### EXCERPT
Prosper, along with a few other websites (Learn more about Person to Person Lending) are advertising the ability to do people-to-people lending in order to make it better for the lender in terms of making the money and the borrower in terms of getting a lower rate. It is an amazing concept to me really. It removes the banks from the equation and although the loans are generally small (under 10K) there are a few that are large amounts.

How It Works

Understanding how prosper works will make several of these reasons much clearer. Prosper generally allows people to sign up and submit requests for funding their loan. When someone signs up, they often have applied and been accepted to a group. This group will help them get the best rates and also provides some real-person kind of reliablity to the borrower so that the lenders feel more comfortable.

All loans have a three year repayment period and if a loan defaults, a collection agency attempts to collect the loan. In the case that there are more lenders who want to lend for a loan than there are borrowers, there will be a bidding war where the rate of the loan is bid down and the lender willing to take the lowest rate wins.

### WHAT TO WORK ON
a: In the excerpt on Prosper, what repayment period do all loans have?
b: Transcribe the part of the excerpt on Prosper that opens with the words containing "Understanding how prosper" and closes with "feel more comfortable.".
These lines have no connection to the excerpt on Prosper.

(Records from a data source)
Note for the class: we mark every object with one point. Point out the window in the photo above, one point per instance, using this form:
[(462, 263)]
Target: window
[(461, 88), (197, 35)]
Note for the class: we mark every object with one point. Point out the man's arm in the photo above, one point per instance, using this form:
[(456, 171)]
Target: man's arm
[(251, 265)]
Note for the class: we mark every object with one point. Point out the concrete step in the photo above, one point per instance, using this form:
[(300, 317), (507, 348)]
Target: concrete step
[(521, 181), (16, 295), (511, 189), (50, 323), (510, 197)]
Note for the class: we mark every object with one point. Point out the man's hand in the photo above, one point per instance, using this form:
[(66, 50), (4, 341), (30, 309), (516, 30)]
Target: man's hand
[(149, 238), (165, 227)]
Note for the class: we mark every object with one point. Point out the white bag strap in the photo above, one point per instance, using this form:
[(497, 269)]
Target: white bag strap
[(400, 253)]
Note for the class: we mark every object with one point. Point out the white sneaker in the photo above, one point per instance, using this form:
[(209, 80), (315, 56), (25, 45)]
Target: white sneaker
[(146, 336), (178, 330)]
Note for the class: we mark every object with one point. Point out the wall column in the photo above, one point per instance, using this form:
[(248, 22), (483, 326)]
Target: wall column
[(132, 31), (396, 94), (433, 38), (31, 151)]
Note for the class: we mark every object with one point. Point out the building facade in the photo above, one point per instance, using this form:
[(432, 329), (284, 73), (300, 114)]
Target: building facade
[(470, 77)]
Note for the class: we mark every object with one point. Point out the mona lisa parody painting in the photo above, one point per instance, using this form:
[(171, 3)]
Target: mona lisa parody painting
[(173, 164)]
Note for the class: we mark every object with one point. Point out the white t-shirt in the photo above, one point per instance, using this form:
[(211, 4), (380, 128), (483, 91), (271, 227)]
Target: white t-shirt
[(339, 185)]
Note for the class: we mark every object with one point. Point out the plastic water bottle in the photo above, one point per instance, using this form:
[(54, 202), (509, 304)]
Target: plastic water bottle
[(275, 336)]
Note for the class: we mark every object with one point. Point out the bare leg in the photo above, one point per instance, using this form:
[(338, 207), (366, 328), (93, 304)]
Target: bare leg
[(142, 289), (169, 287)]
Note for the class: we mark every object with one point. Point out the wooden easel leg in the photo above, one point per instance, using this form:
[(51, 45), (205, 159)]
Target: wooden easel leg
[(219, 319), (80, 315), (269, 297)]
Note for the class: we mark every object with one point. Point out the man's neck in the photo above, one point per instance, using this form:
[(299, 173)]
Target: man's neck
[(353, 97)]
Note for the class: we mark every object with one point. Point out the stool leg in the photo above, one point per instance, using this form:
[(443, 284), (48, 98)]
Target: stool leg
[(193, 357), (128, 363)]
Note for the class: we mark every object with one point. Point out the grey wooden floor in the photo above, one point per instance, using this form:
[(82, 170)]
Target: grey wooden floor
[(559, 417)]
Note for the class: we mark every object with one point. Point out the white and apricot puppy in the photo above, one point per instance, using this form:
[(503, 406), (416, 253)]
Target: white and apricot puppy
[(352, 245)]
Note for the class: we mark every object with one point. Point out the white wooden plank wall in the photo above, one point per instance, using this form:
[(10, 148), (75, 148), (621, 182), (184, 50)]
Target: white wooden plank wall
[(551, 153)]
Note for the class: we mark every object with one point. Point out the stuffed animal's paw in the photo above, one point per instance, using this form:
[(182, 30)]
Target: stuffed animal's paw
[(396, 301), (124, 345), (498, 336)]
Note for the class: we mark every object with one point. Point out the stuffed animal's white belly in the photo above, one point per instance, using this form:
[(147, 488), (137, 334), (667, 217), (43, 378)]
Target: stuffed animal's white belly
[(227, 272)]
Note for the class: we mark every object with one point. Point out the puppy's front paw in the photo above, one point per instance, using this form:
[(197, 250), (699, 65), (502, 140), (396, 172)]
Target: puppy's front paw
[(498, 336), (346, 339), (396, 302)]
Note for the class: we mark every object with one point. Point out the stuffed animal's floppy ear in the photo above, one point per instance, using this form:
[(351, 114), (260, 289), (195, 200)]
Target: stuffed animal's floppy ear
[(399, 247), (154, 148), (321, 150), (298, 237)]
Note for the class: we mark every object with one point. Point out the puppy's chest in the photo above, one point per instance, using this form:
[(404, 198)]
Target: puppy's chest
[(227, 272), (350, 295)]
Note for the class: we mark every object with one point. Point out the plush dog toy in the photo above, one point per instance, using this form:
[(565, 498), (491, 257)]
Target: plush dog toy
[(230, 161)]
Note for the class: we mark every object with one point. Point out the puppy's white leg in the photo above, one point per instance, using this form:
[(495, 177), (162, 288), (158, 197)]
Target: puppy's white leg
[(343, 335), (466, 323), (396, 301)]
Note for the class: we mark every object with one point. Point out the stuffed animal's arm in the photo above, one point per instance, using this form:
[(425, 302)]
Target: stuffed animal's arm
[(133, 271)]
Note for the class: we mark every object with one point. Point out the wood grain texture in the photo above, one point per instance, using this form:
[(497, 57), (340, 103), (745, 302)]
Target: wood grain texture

### SOLVED PROBLEMS
a: A three-year repayment period.

b:
Understanding how prosper works will make several of these reasons much clearer. Prosper generally allows people to sign up and submit requests for funding their loan. When someone signs up, they often have applied and been accepted to a group. This group will help them get the best rates and also provides some real-person kind of reliablity to the borrower so that the lenders feel more comfortable.